Work item.
Restate all of the records below exactly. Do not carry over any image.

(Extracted records)

---*---

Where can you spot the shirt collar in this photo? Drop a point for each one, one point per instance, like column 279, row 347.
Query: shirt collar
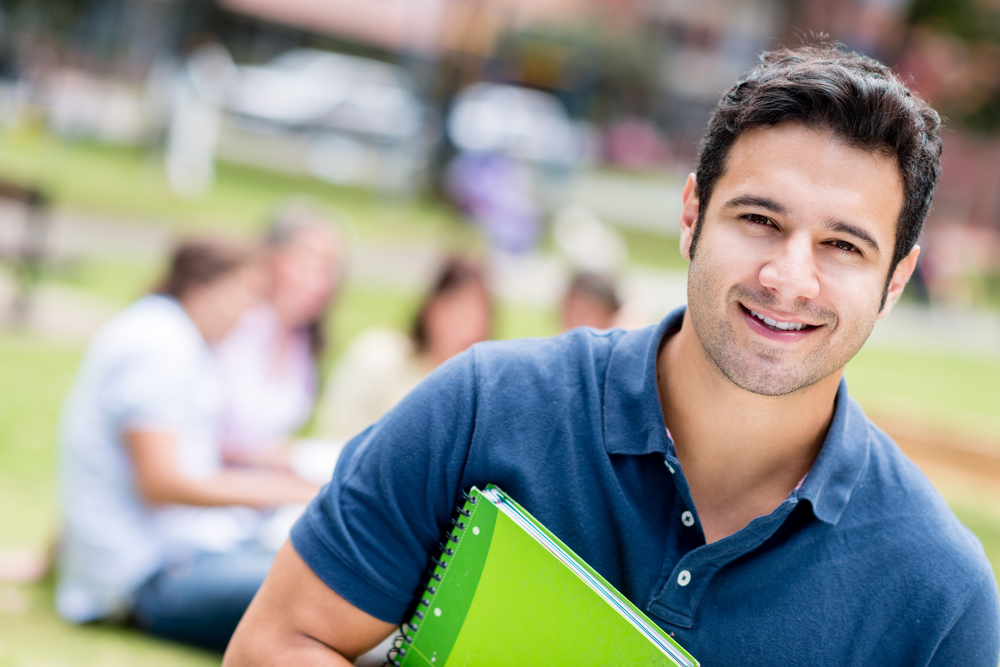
column 633, row 418
column 633, row 421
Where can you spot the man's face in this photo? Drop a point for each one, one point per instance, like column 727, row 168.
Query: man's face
column 793, row 256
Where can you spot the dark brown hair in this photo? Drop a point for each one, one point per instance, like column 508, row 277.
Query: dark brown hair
column 857, row 98
column 197, row 262
column 456, row 273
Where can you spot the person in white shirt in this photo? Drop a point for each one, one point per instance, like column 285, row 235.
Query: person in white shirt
column 157, row 533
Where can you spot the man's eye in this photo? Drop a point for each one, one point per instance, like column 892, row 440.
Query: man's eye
column 845, row 246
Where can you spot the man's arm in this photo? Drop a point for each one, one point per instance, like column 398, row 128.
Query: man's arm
column 296, row 619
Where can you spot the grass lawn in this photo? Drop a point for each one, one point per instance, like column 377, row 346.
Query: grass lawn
column 128, row 182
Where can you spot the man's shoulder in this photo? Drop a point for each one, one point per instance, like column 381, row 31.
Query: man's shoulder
column 573, row 349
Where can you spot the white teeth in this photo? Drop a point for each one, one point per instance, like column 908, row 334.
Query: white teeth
column 784, row 326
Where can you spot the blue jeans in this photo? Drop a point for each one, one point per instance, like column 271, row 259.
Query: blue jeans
column 200, row 601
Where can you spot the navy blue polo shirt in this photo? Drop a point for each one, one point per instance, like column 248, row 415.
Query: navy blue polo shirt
column 863, row 564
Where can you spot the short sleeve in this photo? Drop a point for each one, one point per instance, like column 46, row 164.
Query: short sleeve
column 147, row 388
column 974, row 638
column 369, row 533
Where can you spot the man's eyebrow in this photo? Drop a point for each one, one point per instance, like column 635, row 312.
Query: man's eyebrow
column 857, row 232
column 759, row 202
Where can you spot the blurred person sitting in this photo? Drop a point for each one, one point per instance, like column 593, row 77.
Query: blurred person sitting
column 382, row 365
column 590, row 301
column 269, row 361
column 157, row 533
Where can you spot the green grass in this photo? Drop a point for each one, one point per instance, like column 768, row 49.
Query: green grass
column 128, row 182
column 935, row 389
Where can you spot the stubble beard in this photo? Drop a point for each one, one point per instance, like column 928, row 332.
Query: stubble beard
column 760, row 366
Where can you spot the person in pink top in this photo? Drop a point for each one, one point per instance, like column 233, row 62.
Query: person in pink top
column 269, row 361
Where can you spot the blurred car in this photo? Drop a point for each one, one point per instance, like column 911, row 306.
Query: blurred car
column 341, row 118
column 517, row 122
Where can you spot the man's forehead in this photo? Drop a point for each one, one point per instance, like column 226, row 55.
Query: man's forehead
column 803, row 168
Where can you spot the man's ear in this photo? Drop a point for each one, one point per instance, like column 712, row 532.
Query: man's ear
column 689, row 215
column 899, row 278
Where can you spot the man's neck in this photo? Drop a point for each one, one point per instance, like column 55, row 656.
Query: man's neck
column 742, row 453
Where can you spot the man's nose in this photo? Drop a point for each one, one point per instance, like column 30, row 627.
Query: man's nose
column 792, row 272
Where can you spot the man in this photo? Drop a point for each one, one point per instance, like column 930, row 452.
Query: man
column 713, row 468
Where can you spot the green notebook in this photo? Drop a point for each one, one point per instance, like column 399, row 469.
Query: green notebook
column 506, row 591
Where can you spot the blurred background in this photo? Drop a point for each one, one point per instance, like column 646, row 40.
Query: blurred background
column 544, row 138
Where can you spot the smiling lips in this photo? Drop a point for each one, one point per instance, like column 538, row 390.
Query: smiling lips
column 780, row 326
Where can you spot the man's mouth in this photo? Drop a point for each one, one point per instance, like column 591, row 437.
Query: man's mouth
column 776, row 325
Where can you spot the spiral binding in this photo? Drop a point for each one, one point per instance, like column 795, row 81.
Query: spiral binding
column 435, row 572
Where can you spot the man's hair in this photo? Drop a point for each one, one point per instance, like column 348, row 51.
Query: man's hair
column 858, row 99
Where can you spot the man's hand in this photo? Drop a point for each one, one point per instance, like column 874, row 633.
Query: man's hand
column 296, row 619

---*---

Output.
Where can you spot the shirt collar in this photo? Drop a point for each one, one point per instance, like column 279, row 347.
Query: shirt collar
column 633, row 418
column 633, row 421
Where can you spot the man's face in this photo? Drop a point for each one, one point per instance, like column 727, row 168.
Query: man's face
column 793, row 256
Where can you spot the dark brown hair in this photo? Drop a point for each one, one point per instance, like column 508, row 277.
Query: dark brown hair
column 857, row 98
column 197, row 262
column 456, row 273
Where can you spot the person in white shirt in this photo? Drop a point for each one, one point per instance, like column 285, row 235.
Query: person in white shirt
column 157, row 533
Where can you spot the man's eye in this photo? Drop a point for each one, one point per instance, like column 892, row 440.
Query: man's eye
column 845, row 246
Where can you spot the man's arm in this photo? Drop a point for each one, one point per instance, like column 398, row 128.
Query: man's arm
column 296, row 619
Where can you spot the grass lawn in this photo? Drop a point for each one, one point per instance, like column 377, row 346.
Query: grass lawn
column 128, row 182
Where can you spot the man's shoulder in this photo? Drop a point for each one, one point per instance, like column 381, row 31.
Query: man's shoulder
column 573, row 349
Where can you spot the white teeth in this photo? Drop a point for each one, one point per instance, like column 908, row 334.
Query: white teeth
column 784, row 326
Where can you spot the blue jeans in this photo? Drop a point for each one, one point per instance, like column 271, row 259.
Query: blue jeans
column 200, row 601
Where can you spot the navy blue polo shirt in this photo? Drop a point for each one, one point per instance, like column 248, row 415.
Query: navy blue polo shirt
column 863, row 564
Where can you spot the short sleeve in this photo? Drop a point for each one, one point per instance, like column 46, row 164.
Query: short sleeve
column 147, row 388
column 974, row 638
column 369, row 533
Where can you spot the man's eyebrow in this photo? Drop a point for each one, one point per instance, like column 635, row 312.
Query: man's eyebrow
column 857, row 232
column 759, row 202
Where can you spot the blurred person sitting in this photo? Drop a point for each one, one point per instance, like column 593, row 77.
Query: blurred person sitting
column 382, row 365
column 590, row 301
column 269, row 361
column 157, row 533
Where can you spot the green grass in this photo? Drop a point for each one, one point per instance, like column 768, row 49.
Query: green grass
column 128, row 182
column 935, row 389
Where can you spot the stubble beard in this photo? Drop a point for each one, one point per instance, like column 928, row 332.
Query: stubble beard
column 760, row 366
Where can you spot the person in pink top in this photo? Drop a point for each one, one point per instance, like column 233, row 62.
Query: person in pink top
column 269, row 361
Where can you spot the blurred car in this photo? Drop a point for each one, one point per instance, like column 911, row 306.
Query: blurred car
column 341, row 118
column 517, row 122
Where can you spot the man's forehead in this photo? Drop a point for each one, one point per instance, like column 226, row 55.
Query: man's forehead
column 803, row 168
Where can you spot the man's ear in this photo? Drop a point for each one, one point per instance, like column 712, row 532.
Query: man's ear
column 689, row 215
column 899, row 278
Where can you spot the man's neck in this photo? Drop a point for each one, one point per instance, like column 55, row 656.
Query: man's neck
column 742, row 453
Where can you spot the man's nose in this photo? Drop a point for each one, one point per instance, like column 30, row 627.
Query: man's nose
column 792, row 272
Where can you spot the man in this photo? Drop a point for each one, one point per instance, like column 930, row 452.
Query: man
column 713, row 468
Where can you spot the green notebook in this photo? Drop a point for each one, one point per instance, like column 399, row 469.
Query: green notebook
column 506, row 591
Where can you spot the blurred background in this photo? Drop a point for each one, one point per instance, like column 646, row 40.
Query: blurred background
column 544, row 138
Where can you spot the smiling lips in this photo? Drop a point for each one, one point per instance, like column 538, row 390.
Query: smiling lips
column 780, row 326
Where can you spot the man's mouth in this photo? Drop a point for each one, one point per instance, like column 591, row 437.
Query: man's mouth
column 776, row 325
Where can you spot the spiral binding in this photo? Drop a point for each one, one point per instance, like column 795, row 81.
Query: spiral binding
column 435, row 572
Where can you spot the man's hair in this photo? Drop a point for each one, one point per instance, like column 348, row 51.
Query: man's hair
column 858, row 99
Where can you spot the man's hand in this photo? Drop a point for each one, one point per instance, like column 874, row 633.
Query: man's hand
column 296, row 619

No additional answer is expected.